(Point localization data)

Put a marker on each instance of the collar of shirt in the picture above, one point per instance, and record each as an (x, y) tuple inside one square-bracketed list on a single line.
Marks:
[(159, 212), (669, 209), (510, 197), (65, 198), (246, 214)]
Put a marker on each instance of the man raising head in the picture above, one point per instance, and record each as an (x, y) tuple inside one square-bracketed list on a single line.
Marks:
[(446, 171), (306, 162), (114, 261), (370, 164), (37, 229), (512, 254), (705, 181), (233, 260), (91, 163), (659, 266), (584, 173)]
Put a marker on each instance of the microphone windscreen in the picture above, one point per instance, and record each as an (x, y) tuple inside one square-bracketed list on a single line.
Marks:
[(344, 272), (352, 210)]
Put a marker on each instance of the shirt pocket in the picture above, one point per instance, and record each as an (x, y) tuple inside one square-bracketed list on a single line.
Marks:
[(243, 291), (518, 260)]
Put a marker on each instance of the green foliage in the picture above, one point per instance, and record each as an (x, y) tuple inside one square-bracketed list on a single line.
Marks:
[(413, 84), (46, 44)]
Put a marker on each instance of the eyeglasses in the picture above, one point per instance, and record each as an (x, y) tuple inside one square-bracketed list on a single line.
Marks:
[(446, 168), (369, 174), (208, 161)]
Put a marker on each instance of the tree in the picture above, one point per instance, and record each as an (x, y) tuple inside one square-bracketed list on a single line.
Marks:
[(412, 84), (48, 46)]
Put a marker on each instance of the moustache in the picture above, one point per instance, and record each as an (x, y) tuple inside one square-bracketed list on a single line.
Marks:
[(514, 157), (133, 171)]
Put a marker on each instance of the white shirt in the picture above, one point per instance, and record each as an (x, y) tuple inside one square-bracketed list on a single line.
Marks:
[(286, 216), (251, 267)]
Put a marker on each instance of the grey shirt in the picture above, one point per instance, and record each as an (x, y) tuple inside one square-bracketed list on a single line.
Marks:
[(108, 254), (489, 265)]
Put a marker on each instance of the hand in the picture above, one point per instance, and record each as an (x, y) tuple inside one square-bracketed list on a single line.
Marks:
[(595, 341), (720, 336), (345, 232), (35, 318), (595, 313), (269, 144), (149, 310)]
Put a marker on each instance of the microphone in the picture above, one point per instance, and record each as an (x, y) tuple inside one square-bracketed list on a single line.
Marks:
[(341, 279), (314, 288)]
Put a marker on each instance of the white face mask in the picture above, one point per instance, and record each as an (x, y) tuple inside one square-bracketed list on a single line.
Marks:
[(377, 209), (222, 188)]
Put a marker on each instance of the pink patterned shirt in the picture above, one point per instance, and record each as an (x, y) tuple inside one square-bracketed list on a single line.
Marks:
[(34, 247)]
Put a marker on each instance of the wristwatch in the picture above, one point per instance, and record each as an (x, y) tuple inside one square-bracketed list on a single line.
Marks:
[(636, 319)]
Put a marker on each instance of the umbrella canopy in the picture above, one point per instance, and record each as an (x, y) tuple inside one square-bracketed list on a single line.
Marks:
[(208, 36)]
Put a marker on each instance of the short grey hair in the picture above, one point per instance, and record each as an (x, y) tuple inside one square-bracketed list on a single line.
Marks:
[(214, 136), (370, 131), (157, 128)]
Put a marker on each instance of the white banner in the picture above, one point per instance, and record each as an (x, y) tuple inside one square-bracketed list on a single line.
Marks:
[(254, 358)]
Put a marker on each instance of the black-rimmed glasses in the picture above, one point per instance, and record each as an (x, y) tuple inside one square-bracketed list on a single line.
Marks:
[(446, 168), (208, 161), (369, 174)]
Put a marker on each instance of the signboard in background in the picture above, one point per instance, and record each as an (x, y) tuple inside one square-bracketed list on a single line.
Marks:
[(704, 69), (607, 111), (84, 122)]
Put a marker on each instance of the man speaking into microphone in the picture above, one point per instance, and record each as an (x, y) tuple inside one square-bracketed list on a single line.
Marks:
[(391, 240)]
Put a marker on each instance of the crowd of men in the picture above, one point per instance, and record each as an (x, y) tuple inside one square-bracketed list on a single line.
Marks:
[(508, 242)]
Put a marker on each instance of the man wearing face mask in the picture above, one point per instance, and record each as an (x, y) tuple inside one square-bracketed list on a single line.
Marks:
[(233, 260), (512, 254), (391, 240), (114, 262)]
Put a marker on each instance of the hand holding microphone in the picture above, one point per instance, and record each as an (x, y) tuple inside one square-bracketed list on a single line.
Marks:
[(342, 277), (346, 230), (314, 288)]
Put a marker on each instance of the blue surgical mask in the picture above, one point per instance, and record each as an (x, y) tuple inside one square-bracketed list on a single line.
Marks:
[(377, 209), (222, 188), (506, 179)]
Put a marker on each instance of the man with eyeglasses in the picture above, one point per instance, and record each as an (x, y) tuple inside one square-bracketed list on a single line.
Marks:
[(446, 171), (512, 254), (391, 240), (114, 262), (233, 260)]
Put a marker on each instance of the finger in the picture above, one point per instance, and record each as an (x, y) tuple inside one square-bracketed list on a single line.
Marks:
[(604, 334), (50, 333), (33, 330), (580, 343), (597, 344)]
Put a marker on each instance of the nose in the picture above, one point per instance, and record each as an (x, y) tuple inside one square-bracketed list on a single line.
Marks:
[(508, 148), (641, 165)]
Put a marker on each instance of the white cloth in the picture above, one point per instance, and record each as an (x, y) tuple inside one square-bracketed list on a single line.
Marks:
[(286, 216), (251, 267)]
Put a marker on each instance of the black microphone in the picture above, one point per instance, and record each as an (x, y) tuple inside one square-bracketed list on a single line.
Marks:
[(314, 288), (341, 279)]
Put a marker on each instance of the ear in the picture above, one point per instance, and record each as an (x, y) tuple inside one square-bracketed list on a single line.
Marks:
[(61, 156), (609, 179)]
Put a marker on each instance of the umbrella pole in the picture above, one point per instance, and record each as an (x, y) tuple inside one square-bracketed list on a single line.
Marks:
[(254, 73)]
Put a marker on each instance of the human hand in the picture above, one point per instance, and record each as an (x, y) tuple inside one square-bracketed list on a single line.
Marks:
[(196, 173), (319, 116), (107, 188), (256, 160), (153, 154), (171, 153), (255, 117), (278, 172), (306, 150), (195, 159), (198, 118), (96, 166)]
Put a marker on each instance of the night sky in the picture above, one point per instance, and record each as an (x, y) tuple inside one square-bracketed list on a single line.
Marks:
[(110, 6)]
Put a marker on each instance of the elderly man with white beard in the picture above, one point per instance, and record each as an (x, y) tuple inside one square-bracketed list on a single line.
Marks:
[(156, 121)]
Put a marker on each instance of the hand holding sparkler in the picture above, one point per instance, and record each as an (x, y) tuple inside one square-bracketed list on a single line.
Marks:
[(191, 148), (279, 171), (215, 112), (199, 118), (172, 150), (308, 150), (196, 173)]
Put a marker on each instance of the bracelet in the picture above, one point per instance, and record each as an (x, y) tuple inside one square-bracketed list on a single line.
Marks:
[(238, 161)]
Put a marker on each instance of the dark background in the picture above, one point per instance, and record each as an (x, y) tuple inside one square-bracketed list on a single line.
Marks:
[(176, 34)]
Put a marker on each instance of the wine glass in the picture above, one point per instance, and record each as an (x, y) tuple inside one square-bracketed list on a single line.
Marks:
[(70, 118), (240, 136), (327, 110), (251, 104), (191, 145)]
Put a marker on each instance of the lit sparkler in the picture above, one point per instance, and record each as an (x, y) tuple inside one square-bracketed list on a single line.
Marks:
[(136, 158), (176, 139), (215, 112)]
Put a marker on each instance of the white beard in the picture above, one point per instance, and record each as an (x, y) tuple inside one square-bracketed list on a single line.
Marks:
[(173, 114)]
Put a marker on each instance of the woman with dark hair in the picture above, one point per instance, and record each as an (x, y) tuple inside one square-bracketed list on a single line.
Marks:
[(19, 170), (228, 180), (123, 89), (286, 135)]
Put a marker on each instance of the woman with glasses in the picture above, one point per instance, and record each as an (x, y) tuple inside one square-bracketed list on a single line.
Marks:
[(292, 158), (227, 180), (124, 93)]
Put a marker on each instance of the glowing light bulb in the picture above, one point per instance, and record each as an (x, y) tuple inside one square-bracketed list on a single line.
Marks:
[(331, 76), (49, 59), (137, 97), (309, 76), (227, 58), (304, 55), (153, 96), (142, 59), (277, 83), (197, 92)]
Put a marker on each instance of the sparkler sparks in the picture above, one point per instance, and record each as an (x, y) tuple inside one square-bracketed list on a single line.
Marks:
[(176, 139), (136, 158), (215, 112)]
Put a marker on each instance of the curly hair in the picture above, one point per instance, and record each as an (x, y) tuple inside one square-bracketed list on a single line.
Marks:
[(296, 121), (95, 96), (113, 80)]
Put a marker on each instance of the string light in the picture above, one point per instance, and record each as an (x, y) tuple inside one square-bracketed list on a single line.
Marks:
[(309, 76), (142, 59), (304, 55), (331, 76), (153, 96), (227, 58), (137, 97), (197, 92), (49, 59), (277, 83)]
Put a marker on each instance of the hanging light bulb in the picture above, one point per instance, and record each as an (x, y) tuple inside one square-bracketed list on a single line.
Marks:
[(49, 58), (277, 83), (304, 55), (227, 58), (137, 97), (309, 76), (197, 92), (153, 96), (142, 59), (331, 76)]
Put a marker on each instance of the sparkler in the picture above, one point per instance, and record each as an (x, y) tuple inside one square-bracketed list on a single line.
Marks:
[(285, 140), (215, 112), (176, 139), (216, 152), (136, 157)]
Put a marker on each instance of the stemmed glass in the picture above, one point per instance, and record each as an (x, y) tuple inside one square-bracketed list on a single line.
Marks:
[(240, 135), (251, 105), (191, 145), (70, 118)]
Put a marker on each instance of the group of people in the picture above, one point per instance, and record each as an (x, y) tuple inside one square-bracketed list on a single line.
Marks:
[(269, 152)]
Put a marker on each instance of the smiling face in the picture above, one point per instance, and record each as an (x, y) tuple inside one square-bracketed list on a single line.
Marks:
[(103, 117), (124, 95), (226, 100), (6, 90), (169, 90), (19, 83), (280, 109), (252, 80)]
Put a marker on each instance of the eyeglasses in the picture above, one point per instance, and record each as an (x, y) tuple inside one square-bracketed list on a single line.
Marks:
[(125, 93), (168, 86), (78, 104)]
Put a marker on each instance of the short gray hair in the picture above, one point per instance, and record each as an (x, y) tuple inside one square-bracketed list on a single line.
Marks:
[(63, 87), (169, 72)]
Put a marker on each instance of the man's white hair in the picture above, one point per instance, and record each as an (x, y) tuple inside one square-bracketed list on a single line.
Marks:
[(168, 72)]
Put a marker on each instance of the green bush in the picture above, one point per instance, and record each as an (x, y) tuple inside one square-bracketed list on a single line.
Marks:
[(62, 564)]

**What the task asks**
For the word "short", work out how many lines of the entries contain it, and state the number alone.

**Written response**
2